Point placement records
⁂

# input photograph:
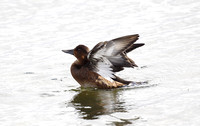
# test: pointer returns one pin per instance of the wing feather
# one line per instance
(110, 56)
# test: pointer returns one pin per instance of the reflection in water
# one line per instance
(93, 103)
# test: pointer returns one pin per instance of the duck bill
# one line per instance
(69, 51)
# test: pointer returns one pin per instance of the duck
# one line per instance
(97, 68)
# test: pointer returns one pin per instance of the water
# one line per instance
(37, 89)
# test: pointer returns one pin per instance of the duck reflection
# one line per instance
(93, 103)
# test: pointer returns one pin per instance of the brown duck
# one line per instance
(97, 67)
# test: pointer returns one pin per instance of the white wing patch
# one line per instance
(104, 69)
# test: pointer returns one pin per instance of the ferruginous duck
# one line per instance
(97, 67)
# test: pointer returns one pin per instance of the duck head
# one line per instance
(80, 52)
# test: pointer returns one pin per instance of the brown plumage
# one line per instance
(96, 68)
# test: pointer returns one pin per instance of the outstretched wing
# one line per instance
(110, 56)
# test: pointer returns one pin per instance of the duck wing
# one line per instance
(110, 56)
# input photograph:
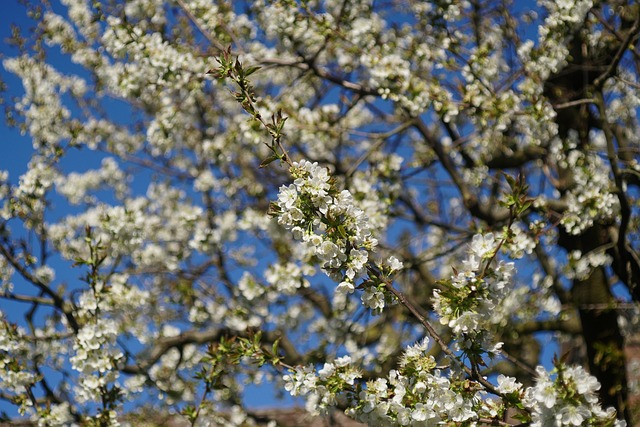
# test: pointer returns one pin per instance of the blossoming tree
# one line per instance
(387, 208)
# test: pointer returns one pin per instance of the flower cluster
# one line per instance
(565, 397)
(467, 301)
(327, 220)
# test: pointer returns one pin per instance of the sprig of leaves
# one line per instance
(233, 69)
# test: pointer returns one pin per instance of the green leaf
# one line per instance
(269, 160)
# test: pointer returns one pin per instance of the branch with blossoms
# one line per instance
(330, 224)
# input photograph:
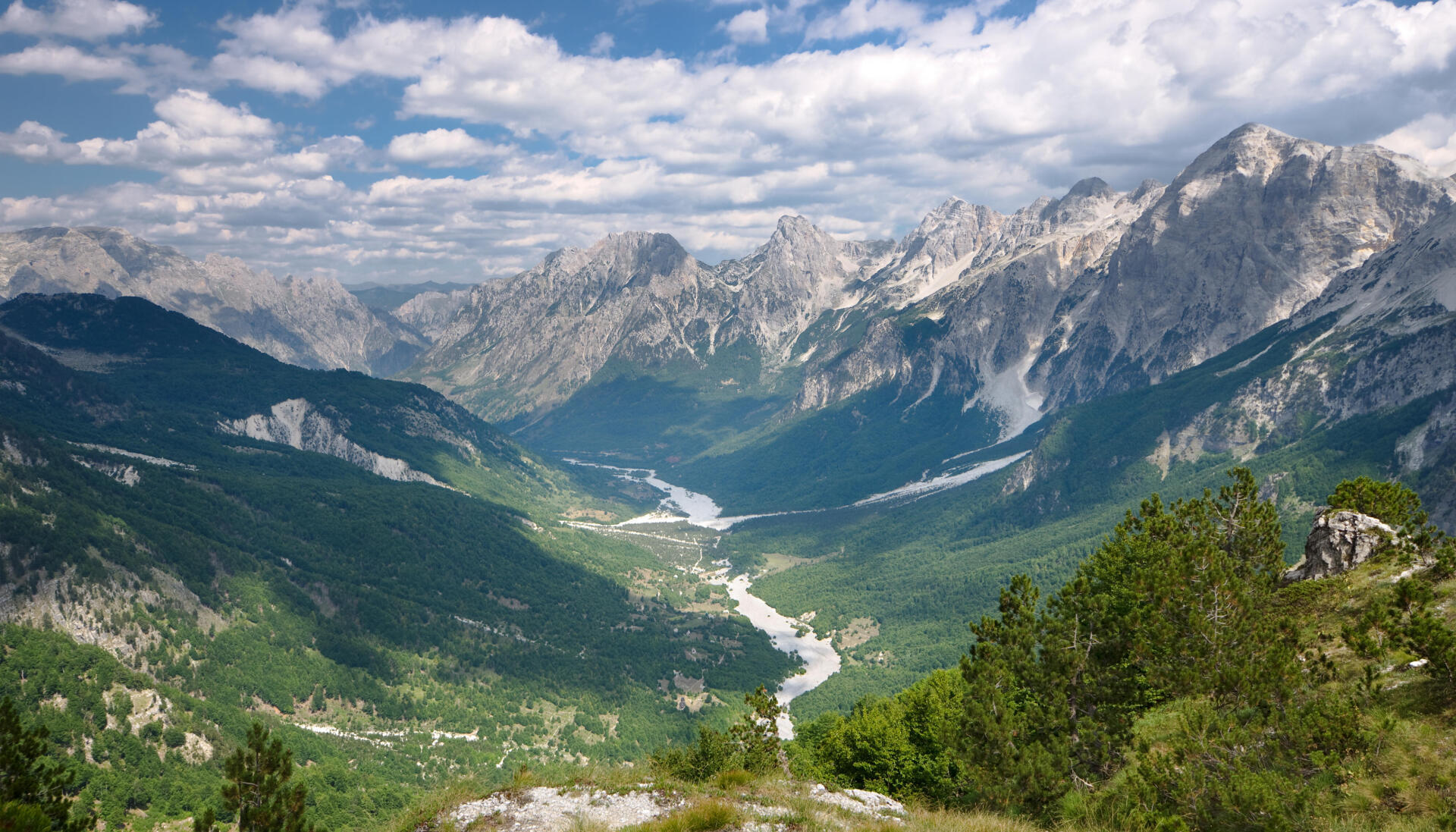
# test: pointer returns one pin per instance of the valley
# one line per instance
(577, 516)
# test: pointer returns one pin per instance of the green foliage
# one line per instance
(258, 790)
(900, 745)
(1237, 768)
(36, 792)
(1161, 688)
(1389, 501)
(1171, 605)
(750, 745)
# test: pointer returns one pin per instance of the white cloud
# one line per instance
(862, 140)
(750, 27)
(441, 148)
(69, 63)
(1432, 139)
(85, 19)
(864, 17)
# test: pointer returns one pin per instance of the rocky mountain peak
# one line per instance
(1251, 231)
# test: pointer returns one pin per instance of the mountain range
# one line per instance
(1280, 305)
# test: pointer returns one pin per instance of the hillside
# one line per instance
(376, 572)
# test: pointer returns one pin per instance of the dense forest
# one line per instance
(1175, 683)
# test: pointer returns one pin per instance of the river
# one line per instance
(786, 634)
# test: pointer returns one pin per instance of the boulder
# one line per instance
(1338, 542)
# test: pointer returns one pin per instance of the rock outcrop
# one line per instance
(299, 425)
(1338, 542)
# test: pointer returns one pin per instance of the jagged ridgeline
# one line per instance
(194, 534)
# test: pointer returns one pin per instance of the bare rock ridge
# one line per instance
(299, 425)
(1014, 315)
(1254, 229)
(310, 322)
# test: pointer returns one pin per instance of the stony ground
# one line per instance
(554, 809)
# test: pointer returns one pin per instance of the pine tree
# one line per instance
(258, 789)
(33, 789)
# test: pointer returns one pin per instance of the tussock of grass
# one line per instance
(946, 821)
(428, 809)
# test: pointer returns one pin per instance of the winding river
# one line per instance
(786, 634)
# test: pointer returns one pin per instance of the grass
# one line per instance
(428, 809)
(701, 815)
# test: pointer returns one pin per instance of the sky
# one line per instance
(391, 140)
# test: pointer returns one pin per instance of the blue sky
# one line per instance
(444, 140)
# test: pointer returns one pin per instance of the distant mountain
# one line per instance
(391, 296)
(194, 535)
(312, 322)
(873, 360)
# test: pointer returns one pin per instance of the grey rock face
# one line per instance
(309, 322)
(1254, 229)
(299, 425)
(1338, 542)
(430, 312)
(1386, 337)
(528, 343)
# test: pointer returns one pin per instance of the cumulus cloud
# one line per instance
(441, 149)
(862, 140)
(85, 19)
(750, 27)
(69, 63)
(864, 17)
(1432, 139)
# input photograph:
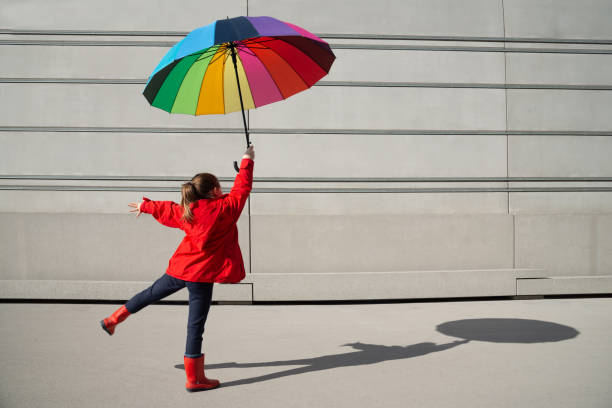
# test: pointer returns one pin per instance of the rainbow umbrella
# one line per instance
(270, 60)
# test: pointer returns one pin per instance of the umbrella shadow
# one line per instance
(496, 330)
(365, 354)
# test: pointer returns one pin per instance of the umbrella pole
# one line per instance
(246, 130)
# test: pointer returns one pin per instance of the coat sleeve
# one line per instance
(235, 200)
(167, 213)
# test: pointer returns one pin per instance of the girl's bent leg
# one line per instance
(162, 287)
(200, 296)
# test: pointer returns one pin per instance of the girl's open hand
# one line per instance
(136, 208)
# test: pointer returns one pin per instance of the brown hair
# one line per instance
(200, 186)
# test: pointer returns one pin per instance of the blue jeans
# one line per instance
(200, 296)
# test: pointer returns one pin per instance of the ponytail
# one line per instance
(200, 187)
(188, 193)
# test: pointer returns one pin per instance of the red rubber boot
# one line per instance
(196, 380)
(110, 322)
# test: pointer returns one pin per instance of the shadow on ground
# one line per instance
(493, 330)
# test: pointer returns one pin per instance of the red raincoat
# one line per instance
(209, 251)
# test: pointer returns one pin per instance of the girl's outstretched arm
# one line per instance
(167, 213)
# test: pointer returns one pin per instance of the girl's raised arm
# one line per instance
(243, 184)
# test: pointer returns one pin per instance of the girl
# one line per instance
(208, 253)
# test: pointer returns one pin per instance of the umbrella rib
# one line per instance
(313, 59)
(272, 78)
(289, 65)
(245, 75)
(179, 88)
(202, 83)
(244, 48)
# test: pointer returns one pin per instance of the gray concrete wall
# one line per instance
(444, 110)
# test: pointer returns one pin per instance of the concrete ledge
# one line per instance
(106, 290)
(383, 285)
(564, 285)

⁂

Reproduce the lines from the one containing "the blue jeans" to the end of the entries, keeping both ends and adding nothing.

# test: pointer returns one pin per instance of the blue jeans
# one line per instance
(200, 296)
# test: pointer returns one pin per instance of the ponytail
# one line per instance
(200, 187)
(188, 193)
# test: pointer returns one pin per instance of the red rubber boot
# one line per instance
(196, 380)
(110, 322)
# test: pointer returns one pin per instance of the shadow on ground
# one line per instance
(493, 330)
# test: pointer returns one pin per instance of the red raincoat
# one line per instance
(209, 251)
# test: pointer returns one pin per instance of the girl's outstretched arm
# one line per instance
(167, 213)
# test: pointer returns one pin per instance of the girl's raised arm
# one line per instance
(243, 184)
# test: pointer returns one pin per instance of the girl
# one line per instance
(208, 253)
# test: pointer returns one pin per instance of the umbrella rib
# one line per instance
(313, 59)
(272, 78)
(289, 65)
(245, 75)
(179, 88)
(202, 83)
(244, 48)
# test: pointer returns one pin per instance of the gray concrete wall
# one line per instance
(444, 110)
# test: pointer returns one pin per instance of the concrete ledge
# one line per instance
(106, 290)
(383, 285)
(564, 285)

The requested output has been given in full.